▶ [PROBLEM DETAILS]: Rewrite every entry below, changing "one point per instance" to "one point for each instance" and keeping everything else the same. Leave the pictures out of your version.

(Coordinate annotation entries)

○ ○ ○

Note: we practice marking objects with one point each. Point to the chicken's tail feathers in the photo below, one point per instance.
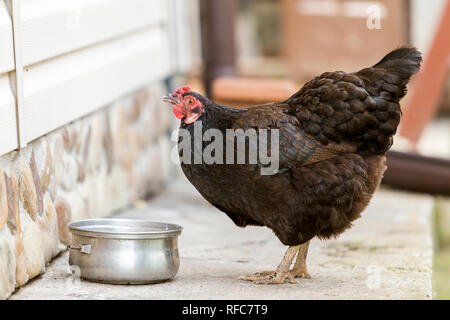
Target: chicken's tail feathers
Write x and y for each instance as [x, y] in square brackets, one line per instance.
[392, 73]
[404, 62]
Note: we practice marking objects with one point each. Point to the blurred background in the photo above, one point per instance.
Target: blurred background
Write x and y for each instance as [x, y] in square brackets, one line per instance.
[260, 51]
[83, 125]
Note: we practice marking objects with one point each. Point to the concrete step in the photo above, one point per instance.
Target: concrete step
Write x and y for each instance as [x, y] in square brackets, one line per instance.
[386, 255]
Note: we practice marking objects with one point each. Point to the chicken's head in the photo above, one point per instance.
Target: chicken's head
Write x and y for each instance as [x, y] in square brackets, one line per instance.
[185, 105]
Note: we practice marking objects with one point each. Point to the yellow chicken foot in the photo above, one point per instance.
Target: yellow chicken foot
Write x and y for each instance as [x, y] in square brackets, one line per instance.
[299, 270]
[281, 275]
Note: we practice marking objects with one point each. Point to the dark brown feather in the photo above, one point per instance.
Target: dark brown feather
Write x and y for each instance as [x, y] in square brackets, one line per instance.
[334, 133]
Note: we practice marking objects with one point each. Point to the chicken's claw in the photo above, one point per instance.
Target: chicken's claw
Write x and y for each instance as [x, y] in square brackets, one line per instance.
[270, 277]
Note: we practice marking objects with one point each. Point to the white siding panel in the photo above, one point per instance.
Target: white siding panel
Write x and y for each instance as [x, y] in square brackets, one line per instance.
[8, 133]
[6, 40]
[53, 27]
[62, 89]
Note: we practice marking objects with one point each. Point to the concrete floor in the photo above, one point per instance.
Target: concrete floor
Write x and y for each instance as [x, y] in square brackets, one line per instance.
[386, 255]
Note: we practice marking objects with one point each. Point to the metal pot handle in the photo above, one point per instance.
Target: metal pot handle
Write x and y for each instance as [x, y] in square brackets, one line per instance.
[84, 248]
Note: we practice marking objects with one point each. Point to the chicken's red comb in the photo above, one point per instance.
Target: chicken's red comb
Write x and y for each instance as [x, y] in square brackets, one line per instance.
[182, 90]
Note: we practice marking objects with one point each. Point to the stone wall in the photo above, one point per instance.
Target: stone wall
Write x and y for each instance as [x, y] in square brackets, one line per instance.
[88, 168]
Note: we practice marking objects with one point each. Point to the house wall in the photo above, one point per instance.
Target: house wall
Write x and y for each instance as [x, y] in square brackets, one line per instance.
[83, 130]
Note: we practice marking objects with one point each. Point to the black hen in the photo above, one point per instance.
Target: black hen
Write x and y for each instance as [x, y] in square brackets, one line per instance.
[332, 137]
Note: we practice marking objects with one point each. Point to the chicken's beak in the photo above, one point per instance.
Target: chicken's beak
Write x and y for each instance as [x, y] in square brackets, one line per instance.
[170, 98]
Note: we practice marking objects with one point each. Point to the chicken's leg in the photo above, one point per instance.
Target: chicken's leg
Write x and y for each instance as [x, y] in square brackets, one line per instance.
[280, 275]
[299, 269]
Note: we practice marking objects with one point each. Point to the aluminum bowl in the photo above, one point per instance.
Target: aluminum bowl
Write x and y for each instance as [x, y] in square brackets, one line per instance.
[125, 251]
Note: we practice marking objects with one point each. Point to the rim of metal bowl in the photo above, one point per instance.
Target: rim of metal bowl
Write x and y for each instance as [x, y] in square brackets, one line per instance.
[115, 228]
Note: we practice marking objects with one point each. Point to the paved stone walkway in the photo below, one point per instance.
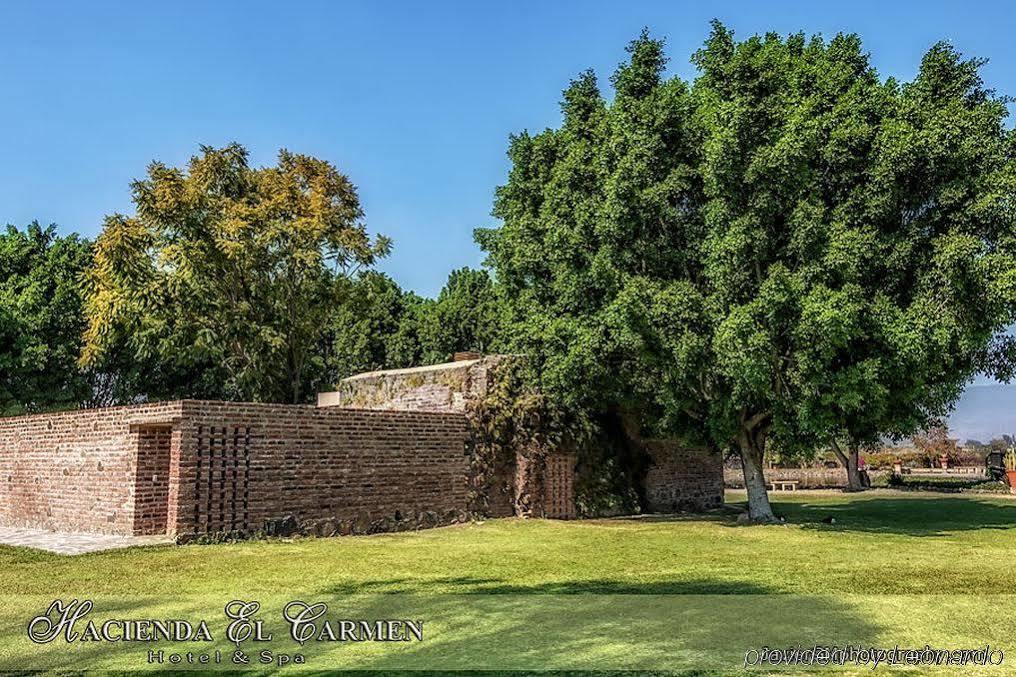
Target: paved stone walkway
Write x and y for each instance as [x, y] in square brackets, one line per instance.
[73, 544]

○ ○ ○

▶ [RESPONSE TO THE EXERCISE]:
Note: we practice marking objects with one point each. Point to the chicken's tail feathers in the photo below, one point for each instance.
Target: chicken's tail feathers
Write x and y for each instance as [x, y] in square brackets, one line per instance.
[392, 73]
[404, 62]
Note: we practice marking objects with one point each. Point to the blurred background in the photo above, one point for each instance.
Target: blurred background
Write x and y for each instance as [x, y] in square brackets, one line per instance.
[260, 51]
[83, 125]
Note: we practice marking objects with one point each. Point to the concrete step in the photo above, one point for each instance.
Target: concrete step
Write x and y for each instance as [x, y] in square brackets, one line per instance.
[386, 255]
Note: we practice marking objects with one point each. Point to the chicken's head in the photo above, one point for each instance.
Target: chicken's head
Write x and y for each instance as [x, y] in square brackets, one line per instance.
[185, 105]
Note: we practice marking objects with one point each. Point to the yellow chicken foot in the photo above, one point for each instance.
Target: yellow chicken foot
Write x and y for each instance as [x, y] in square brackets, one line per instance.
[299, 270]
[281, 275]
Note: we practice marking objects with one point each. Point to the dark brown feather in the photo above, one point for each instance.
Target: dark brown feather
Write x and y for each instance as [x, y] in square brackets, one line per instance.
[334, 133]
Note: we practice marking objects with one point each. Point to the chicken's claw in the photo above, one point for each instance.
Target: chicken's claw
Write x and y for each instance as [x, y] in square brackets, one line per instance.
[270, 277]
Note: we practice marking objects with one point each. Point to the white siding panel in the photo above, one point for each instance.
Target: white siding panel
Write x and y for each instance as [x, y] in square brackets, one line per instance.
[8, 133]
[6, 40]
[53, 27]
[62, 89]
Note: we practice marking objects with one point each. Point to the concrete floor in the photo above, one point for each instance.
Target: concrete floor
Write x and y for each instance as [x, y] in square brackets, one line per instance.
[386, 255]
Note: we practice marking objects with one point each. Point to the metal pot handle in the photo above, one point for each instance.
Target: metal pot handle
Write x and y for each instance as [x, y] in square brackets, one line per instance.
[84, 248]
Note: we practice marking objects with one point each. Point to the chicken's red comb in the photo above, one point for each instance.
Target: chicken's red comb
Write x and y for each instance as [x, y] in square brackets, one line per instance.
[182, 90]
Note: we practice marking objects with one point each. Point to the stone wall in the photo above, one point for each instance.
Target: stone wall
Write x and y for each instance as [x, y] in square brackets, one line per instance.
[88, 168]
Note: we practice marking objects with one point each. Point to the house wall in the photo above, one point for each instance.
Target: house wall
Write x and y for each instance as [x, y] in square brackets, one line per instance.
[83, 130]
Note: we practice marking objects with one point each. Point to the black hen in the photo above, one point for each instance.
Target: black hen
Write x and y for each instance as [x, y] in square brackets, one line per instance.
[332, 137]
Note: we practice marking objects with one point each. Point to the chicken's beak in the photo above, one point for each instance.
Target: chicken's beak
Write x and y for each instance as [x, y] in square brackets, one line per instance.
[170, 98]
Note: we practice marking objects with one point each. Point to the chicken's leg in the photo above, one point for each instance.
Target: chicken's leg
Write x and y for each instance as [x, y] in square brackets, one line per instance.
[280, 275]
[299, 269]
Note: we practice marking objects with one point each. Point to the aluminum bowl in the photo above, one point for each instance.
Target: aluminum bowl
Write x and y for each instance as [x, y] in square brackets, one line per instance.
[125, 251]
Note: we practice marking objects with one point each. Point to the rim of metal bowl in the photo above, one point for each instance.
Target: rim of metal bowl
Write x and y for each instance as [x, y] in square brackets, one line per instance.
[115, 228]
Note: we practice marking objects with one point each. Point to the paved stone walkway in the photo below, one point for each instance.
Target: paved stone walkway
Write x and y for each instance as [x, y] in square brackets, one line per instance.
[73, 544]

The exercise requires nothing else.